YOUR ASSIGNMENT: Each record below must be written out exactly as given.

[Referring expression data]
------------------------------------------------

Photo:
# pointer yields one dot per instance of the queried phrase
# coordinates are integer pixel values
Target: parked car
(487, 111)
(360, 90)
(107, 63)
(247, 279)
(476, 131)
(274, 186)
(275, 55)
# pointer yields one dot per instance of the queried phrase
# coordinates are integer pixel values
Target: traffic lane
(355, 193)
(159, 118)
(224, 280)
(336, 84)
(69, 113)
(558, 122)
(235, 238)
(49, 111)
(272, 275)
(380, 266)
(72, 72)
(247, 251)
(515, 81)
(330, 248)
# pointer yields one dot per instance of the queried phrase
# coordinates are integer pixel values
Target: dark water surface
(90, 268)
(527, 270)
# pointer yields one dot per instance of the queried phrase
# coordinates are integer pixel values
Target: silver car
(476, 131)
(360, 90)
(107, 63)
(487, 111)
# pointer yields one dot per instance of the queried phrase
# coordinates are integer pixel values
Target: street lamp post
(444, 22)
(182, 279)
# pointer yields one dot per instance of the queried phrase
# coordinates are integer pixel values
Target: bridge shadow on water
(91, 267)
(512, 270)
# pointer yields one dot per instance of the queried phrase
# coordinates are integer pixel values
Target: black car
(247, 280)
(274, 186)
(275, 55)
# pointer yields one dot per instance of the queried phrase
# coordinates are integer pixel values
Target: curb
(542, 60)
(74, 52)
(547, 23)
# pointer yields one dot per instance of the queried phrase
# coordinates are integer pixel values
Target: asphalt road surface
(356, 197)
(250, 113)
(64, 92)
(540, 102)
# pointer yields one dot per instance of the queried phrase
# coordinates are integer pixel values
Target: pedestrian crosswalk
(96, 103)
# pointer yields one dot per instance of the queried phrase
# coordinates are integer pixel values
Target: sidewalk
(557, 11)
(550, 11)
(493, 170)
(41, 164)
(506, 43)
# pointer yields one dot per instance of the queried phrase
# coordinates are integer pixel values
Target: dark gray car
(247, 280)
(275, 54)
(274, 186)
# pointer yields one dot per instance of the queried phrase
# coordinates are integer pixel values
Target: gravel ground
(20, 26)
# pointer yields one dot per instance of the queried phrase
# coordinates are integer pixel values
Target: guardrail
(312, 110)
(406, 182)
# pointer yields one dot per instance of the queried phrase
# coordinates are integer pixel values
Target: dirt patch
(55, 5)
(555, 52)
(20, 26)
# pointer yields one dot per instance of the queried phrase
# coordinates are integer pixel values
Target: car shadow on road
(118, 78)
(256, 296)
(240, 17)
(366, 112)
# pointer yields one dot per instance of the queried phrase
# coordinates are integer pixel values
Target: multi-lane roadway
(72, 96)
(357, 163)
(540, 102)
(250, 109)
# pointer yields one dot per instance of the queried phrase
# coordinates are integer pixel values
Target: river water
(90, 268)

------------------------------------------------

TASK OUTPUT:
Photo:
# pointer yields one dot per instance of the queried phrase
# coordinates are integer pixel values
Target: parked car
(487, 111)
(360, 90)
(107, 63)
(247, 279)
(476, 131)
(274, 186)
(275, 55)
# pointer yields one dot per instance of the queried phrase
# coordinates are integer pixel values
Target: traffic lane
(355, 193)
(159, 118)
(224, 280)
(336, 84)
(69, 113)
(558, 122)
(235, 238)
(49, 111)
(272, 275)
(380, 266)
(72, 72)
(247, 251)
(515, 81)
(330, 248)
# pointer yields one dot per instance of the queried phrase
# coordinates are integer pixel values
Target: dark water surface
(90, 268)
(527, 270)
# pointer yields one dot per instance of the queried phrase
# coordinates are integer pixel values
Target: silver car
(476, 131)
(360, 90)
(107, 63)
(487, 111)
# pointer yields one dot per instance of the queried phrase
# coordinates are integer pixel values
Target: street lamp post
(444, 22)
(182, 279)
# pointer yields one dot per instance of the queried phrase
# coordinates are integer pixel values
Target: bridge shadow on water
(91, 267)
(512, 270)
# pointer yields one dot per instance of the queried phrase
# coordinates are integer pixel values
Target: black car
(247, 280)
(274, 186)
(275, 55)
# pointer yields one dot per instance of the queried phrase
# coordinates are integer pixel values
Target: curb
(542, 60)
(74, 52)
(547, 23)
# pointer yields one dot per instance of the queried phrase
# coordinates are integer pixel values
Target: asphalt road surface
(356, 197)
(250, 113)
(64, 92)
(540, 102)
# pointer yields one dot per instance of the queried phrase
# coordinates are integer pixel values
Target: pedestrian crosswalk
(96, 103)
# pointer yields one dot per instance of the queried phrase
# coordinates are integer pixel values
Target: sidewalk
(557, 11)
(550, 11)
(493, 170)
(41, 164)
(506, 43)
# pointer yields one dot per instance of the queried phrase
# coordinates are integer pixel values
Target: dark gray car
(247, 280)
(275, 54)
(274, 186)
# pointer yields one dot per instance of the queried phrase
# coordinates are integer pixel values
Target: gravel ground
(20, 26)
# pointer yields one dot per instance of the queried phrase
# coordinates are integer pixel values
Target: guardrail
(312, 110)
(406, 182)
# pointer yields one dot per instance of the queried phrase
# coordinates are integer pixel values
Target: dirt patch
(55, 5)
(555, 52)
(20, 26)
# pointer yields one dot per instance of the queried phrase
# coordinates are integer pixel values
Target: car shadow on road
(118, 78)
(256, 296)
(240, 17)
(366, 112)
# pointer yields one dot per instance of the queried phrase
# coordinates are integer pixel values
Target: multi-lane roadway
(72, 96)
(357, 163)
(540, 102)
(250, 109)
# pointer yields one dot per instance of the queried phrase
# coordinates are integer pixel values
Target: river water
(90, 268)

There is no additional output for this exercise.